--- Exercise materials ---

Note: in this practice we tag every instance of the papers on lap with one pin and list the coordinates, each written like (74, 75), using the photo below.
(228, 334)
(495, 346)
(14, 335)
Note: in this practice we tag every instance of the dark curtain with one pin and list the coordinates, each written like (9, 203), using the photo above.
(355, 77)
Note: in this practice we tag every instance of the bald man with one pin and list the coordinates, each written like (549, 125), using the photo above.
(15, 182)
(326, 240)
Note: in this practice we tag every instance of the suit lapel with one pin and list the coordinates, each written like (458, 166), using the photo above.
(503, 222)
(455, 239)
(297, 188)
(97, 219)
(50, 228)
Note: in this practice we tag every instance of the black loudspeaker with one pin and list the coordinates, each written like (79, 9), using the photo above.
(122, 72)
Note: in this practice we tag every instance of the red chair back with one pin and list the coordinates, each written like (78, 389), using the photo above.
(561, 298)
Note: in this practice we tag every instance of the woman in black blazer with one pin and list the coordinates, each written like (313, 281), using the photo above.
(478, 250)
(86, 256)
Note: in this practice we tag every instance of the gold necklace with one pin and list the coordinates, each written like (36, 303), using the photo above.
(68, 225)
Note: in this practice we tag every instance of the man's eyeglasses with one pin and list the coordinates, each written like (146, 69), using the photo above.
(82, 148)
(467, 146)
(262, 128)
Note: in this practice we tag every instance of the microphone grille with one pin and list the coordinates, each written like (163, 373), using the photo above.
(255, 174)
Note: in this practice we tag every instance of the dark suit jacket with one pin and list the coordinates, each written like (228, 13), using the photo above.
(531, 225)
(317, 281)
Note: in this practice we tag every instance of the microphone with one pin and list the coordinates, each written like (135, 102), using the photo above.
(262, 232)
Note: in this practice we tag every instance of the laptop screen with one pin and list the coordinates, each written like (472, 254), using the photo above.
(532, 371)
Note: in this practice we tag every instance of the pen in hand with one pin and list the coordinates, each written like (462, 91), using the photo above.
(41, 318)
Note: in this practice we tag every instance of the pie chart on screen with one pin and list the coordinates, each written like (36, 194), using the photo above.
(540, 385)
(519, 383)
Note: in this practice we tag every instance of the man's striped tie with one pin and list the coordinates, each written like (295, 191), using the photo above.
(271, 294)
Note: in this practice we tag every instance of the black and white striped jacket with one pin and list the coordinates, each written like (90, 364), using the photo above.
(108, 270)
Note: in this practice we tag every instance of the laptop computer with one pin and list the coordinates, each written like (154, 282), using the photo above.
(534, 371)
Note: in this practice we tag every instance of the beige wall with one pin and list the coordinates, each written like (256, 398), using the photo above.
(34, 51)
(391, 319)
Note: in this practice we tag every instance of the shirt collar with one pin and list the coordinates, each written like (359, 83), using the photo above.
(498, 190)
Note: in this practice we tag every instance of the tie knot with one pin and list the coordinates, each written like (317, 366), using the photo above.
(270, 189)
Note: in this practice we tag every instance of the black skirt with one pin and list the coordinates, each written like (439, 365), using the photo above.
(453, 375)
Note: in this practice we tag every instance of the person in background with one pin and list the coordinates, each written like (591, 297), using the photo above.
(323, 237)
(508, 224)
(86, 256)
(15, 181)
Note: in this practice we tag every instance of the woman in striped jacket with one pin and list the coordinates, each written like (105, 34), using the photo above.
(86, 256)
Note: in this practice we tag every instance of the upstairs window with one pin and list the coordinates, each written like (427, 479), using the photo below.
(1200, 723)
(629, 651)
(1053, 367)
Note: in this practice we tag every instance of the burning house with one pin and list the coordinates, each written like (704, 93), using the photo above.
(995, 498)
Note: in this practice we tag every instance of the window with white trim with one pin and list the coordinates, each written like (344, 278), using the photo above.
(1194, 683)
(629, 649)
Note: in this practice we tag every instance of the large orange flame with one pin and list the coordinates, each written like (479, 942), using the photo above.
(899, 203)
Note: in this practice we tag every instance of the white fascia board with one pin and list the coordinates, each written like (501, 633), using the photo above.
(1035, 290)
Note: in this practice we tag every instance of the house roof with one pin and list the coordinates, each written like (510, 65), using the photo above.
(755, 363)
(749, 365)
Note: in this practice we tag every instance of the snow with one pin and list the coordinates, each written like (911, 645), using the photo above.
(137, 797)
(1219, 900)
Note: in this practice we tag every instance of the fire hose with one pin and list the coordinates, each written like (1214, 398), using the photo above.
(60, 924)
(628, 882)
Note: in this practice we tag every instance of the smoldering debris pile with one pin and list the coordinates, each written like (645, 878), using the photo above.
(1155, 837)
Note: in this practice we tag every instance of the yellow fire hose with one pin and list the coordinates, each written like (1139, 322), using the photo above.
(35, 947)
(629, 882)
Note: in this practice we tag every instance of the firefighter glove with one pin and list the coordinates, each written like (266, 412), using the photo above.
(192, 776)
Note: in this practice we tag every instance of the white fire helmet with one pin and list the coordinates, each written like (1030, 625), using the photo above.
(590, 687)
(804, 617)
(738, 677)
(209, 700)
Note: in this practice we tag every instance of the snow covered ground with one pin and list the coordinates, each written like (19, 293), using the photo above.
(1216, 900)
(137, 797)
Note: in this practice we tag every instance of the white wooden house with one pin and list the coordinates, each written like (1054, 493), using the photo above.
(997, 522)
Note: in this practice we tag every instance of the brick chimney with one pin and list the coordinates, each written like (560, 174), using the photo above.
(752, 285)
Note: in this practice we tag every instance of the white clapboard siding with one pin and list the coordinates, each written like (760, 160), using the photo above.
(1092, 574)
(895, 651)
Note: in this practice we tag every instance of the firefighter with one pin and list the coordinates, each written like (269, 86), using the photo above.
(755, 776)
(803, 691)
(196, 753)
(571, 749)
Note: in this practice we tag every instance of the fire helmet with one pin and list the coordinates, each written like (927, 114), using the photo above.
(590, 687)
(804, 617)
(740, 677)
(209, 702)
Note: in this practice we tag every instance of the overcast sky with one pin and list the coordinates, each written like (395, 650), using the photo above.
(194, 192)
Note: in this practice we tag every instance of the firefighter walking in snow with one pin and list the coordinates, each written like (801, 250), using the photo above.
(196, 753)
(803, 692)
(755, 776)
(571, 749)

---

> **Your instructions**
Retype the whole listing above exactly.

> **Result**
Note: in this practice we tag every instance of the papers on lap with one pin and list the coordinates, each written like (74, 75), using the photo below.
(228, 334)
(495, 346)
(14, 335)
Note: in this practice we tag every instance of the dark curtain with one pin and list the coordinates, each written like (9, 203), using the photo above.
(355, 77)
Note: in this practice we tag every instance of the bald man with one pin and list the coordinates, each written like (549, 125), using the photo above.
(15, 182)
(326, 240)
Note: in this practice we tag every instance of the suit lapel with one pin and list the coordinates, each written like (458, 166), using the photo above.
(503, 222)
(455, 239)
(297, 188)
(97, 219)
(50, 228)
Note: in this practice we tag every instance of the black loudspeaker with one pin and list the coordinates, each written like (79, 9), using the photo above.
(122, 72)
Note: in this practice we tag every instance of the red chair back with one pin and list the coordinates, each written like (78, 389), using the photo above.
(561, 298)
Note: in this practice we tag every instance of the woman in black blazer with one pin and list the coordinates, each written like (313, 281), using the photo above.
(478, 250)
(86, 256)
Note: in this practice we tag every instance of the gold necklace with one pin and list the coordinates, each written like (36, 303), using the photo above.
(68, 225)
Note: in this practice we tag every instance of the man's eyeglasses with one pin and list the coordinates, each written like (146, 69), using the photo above.
(82, 148)
(467, 146)
(262, 128)
Note: in this practice we tag every instance of the microphone grille with one pin and list the coordinates, each written like (163, 373), using the photo above.
(255, 174)
Note: in this practice we tag every instance of the dark suit jacket with one pin and list the coordinates, each written like (228, 13), using the photo above.
(531, 225)
(317, 281)
Note: in this practice we tag every instance of the microphone with one pin and list the coordinates, each written like (135, 102), using the photo above.
(262, 232)
Note: in this practice we tag every instance of the laptop screen with one pin and list the coordinates, each written like (472, 254), using the photo above.
(532, 371)
Note: in this practice we tag every instance of the pen in hand with one pin and list the coordinates, each written like (462, 91), using the photo above.
(41, 318)
Note: in this practice we tag every instance of the pie chart on screen with one pin and list the coordinates, each written like (36, 194), using the photo above.
(540, 385)
(519, 383)
Note: in this practice we tag every instance of the man's striped tie with one pin and list the coordinates, each written like (295, 191), using the photo above.
(271, 294)
Note: in this practice we tag every instance of the black and white striped jacket with one pin and list the coordinates, each written like (90, 364), using the photo above.
(108, 270)
Note: in this practice we tag every instance of the laptop computer with one pin and list the coordinates, each written like (154, 282), using the photo above.
(534, 371)
Note: in this practice we tag every instance of the beige wall with one pin and list the coordinates, each written like (256, 398), using the photo above.
(34, 51)
(391, 319)
Note: in this practice we tag every instance of the shirt collar with one pin and list the coordinates, each written like (359, 83), using the photo above.
(498, 190)
Note: in this practice we tag every instance of the tie knot with one pin and list the coordinates, each written like (317, 366), using the photo above.
(270, 189)
Note: in this practice we tag every instance of the black skirt with one pin and list the coordinates, each written like (439, 365), using the photo above.
(453, 375)
Note: in this practice we tag every instance of the person in background with one pin and list the coordinates, each written like (591, 297), using the photo above.
(323, 237)
(508, 224)
(86, 256)
(15, 181)
Note: in this practice we tag every instance of the woman in striped jacket with one pin and list the coordinates, each written like (105, 34), using the photo above.
(86, 256)
Note: in this practice we tag every instance of the upstairs window with one pin and list the coordinates, each written like (427, 479), using the photo below.
(1200, 723)
(629, 651)
(1053, 367)
Note: in this practice we tag every instance of the burning house with one pin and list the coordinates, each written like (704, 93), using the photo above.
(995, 498)
Note: in this practice we tag every instance of the window with white trim with one pin and list the coordinates, each written like (344, 278), using the photo above.
(1194, 683)
(629, 649)
Note: in this practice we tag every instance of the large orange flame with one pin and list the coordinates, each written like (479, 942), using the photo above.
(899, 203)
Note: in this practice we tag every instance of the white fascia board with one pin and list the coordinates, each written like (501, 633), using the photo above.
(1035, 290)
Note: in this practice we tag every instance of the house roof with one pin and list the coordinates, each written like (510, 65), using the photo above.
(755, 363)
(749, 365)
Note: in this practice we tag every instance of the snow with one pin and list the coordinates, each written like (911, 645), using the photo above.
(137, 797)
(1219, 900)
Note: in this practice we tag every instance of the fire hose with one pin and list the coordinates, each written like (1214, 398), using the photo above.
(60, 924)
(628, 882)
Note: in this practice we tag every instance of the smoldering debris pile with one pin and list the coordinates, each written like (645, 878), using the photo above.
(1155, 837)
Note: in this practice we tag every instance of the yellow fire hose with one pin and list the coordinates, each written like (1139, 322), using the photo above.
(35, 947)
(629, 882)
Note: in this practice we tag every instance of the firefighter glove with one pin and list the coordinates, each written like (266, 412), using the photo above.
(192, 776)
Note: in this practice we tag every instance of the white fire helmet with one pin and list the coordinates, each written like (1030, 625), using the photo above.
(590, 687)
(804, 617)
(738, 677)
(209, 700)
Note: in this practice we tag every instance of the snow covered ground with one pin and list the coordinates, each written like (19, 293), using the photo above.
(1216, 900)
(137, 797)
Note: in this practice we tag every instance of the white wooden house with one pin and list the coordinates, each written like (1054, 493), using the photo above.
(997, 522)
Note: in this practice we tag every instance of the brick chimney with one pin and list the coordinates, each written like (560, 174), using the photo above.
(752, 285)
Note: in this practice we tag every instance of the white clapboard siding with one pin and list the coordinates, each written like (760, 160), using the photo above.
(1092, 574)
(895, 651)
Note: in this practice we tag every instance of the firefighter with one pin and list the coordinates, each written like (269, 86), using the photo above.
(755, 776)
(803, 691)
(196, 753)
(571, 749)
Note: in this practice we tag every instance of the fire helmet with one pin and list the coordinates, each written like (927, 114), using the photo above.
(590, 687)
(804, 617)
(740, 677)
(209, 702)
Note: in this practice we tag every instance of the overcast sky with one pin and list the coordinates, each written like (395, 650), using the photo above.
(194, 192)
Note: in this practice we tag every instance of the firefighter walking in snow with one pin and list the coordinates, each written like (801, 250), using the photo above.
(196, 753)
(803, 692)
(755, 776)
(571, 749)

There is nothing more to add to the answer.